__Текст страницы__.
>>>

Являемся в шалаш командира отряда Глухова.
— Вот что, дорогие. Где хотите, как хотите, а достаньте батареи радиопитания…»
Батареи! Проблема передачи информации всегда была одной из труднейших в разведке. В самом деле, в глубокий тыл врага с немалыми трудностями заброшен целый отряд. Насколько широка и всеобъемлюща его работа, говорит то хотя бы, что в отряде есть даже метеоролог — его называли «Коля Ветродуй». Время — конец сорок третьего — напряженнейшее. Отдельная Приморская армия закрепилась на плацдарме под Керчью, 4-й Украинский фронт навис над Крымом с севера. Скоро-скоро грянут здесь решающие бои. Потребность в разведданных колоссальная. И ведь если б не было этих данных — есть! Сведения о портах, аэродромах, дорогах, линиях связи, дислокации и состоянии воинских частей поступают со всего Крыма. И настал момент, когда разведотряд стал похож на электростанцию, которая работает вхолостую, потому что оборваны линии электропередач. Но не для того же существует электростанция, чтобы освещать самое себя!..
«…Через полчаса мы были уже в пути. Цель — Ялта. Это наш источник снабжения. Пробираемся через Дерекой на Массандровскую слободку. Дима ушел на свою квартиру, я — на свою. Остановился у Ткачевой. Передохнув ночь, ушел в город. Утром покрутился на базаре и снова стал бродить по улицам. В это время Дима должен был увидеться с Семеном и передать, что нужны батареи. Я со своей стороны должен зайти к Шульге и сообщить ему то же. За пару дней во что бы то ни стало нужно достать батареи…»
«Во что бы то ни стало» — в данном случае сказано не ради красного словца. Питание к рации нужно было достать действительно во что бы то ни стало. А во что это становилось в гитлеровском тылу, достаточно хорошо известно из воспоминаний и наших, и других разведчиков. За комплект такого питания приходилось иной раз платить несколькими жизнями.
Итак, Семен Евстратенко и Иван Шульга задание получили. Люди надежнейшие, можно не сомневаться. Однако полагаться только на них никак нельзя. Еще в пути прикидывали разные варианты. Пока, мол, Семен с Иваном будут искать и доставать, надо самим пощупать немцев. На примете был один войсковой склад. Привлекало в нем то, что плохо охранялся и находился, по существу, за городом. В случае чего — рядом лес, есть куда отходить. Встретиться договорились вечером.

<<<

__Задание 1__.
Ответьте по тексту страницы:
(a) Как в отряде называли метеоролога?
(b) Какой город назван источником снабжения?
(c) Чем привлекал войсковой склад?

__Сохранённые данные__.
>>>

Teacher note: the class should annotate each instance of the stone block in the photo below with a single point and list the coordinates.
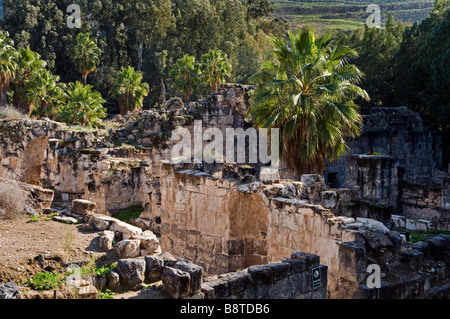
(216, 289)
(128, 248)
(149, 241)
(195, 272)
(127, 230)
(131, 272)
(238, 282)
(261, 274)
(280, 270)
(279, 289)
(310, 259)
(235, 247)
(297, 265)
(106, 240)
(83, 207)
(176, 282)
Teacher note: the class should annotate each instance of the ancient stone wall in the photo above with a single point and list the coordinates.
(373, 178)
(291, 278)
(224, 227)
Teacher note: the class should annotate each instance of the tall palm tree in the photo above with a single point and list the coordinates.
(83, 106)
(215, 67)
(8, 64)
(85, 54)
(308, 91)
(129, 90)
(28, 65)
(185, 75)
(47, 93)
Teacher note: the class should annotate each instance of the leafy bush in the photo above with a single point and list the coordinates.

<<<

__Задание 2__. Выберите из записей все строки, где есть слово «note». Регистр учитывается.

__Ответ 1__.
(a) «Коля Ветродуй».
(b) Ялта.
(c) Он плохо охранялся и находился, по существу, за городом.

__Ответ 2__.
Teacher note: the class should annotate each instance of the stone block in the photo below with a single point and list the coordinates.
Teacher note: the class should annotate each instance of the ancient stone wall in the photo above with a single point and list the coordinates.
Teacher note: the class should annotate each instance of the tall palm tree in the photo above with a single point and list the coordinates.
Teacher note: the class should annotate each instance of the leafy bush in the photo above with a single point and list the coordinates.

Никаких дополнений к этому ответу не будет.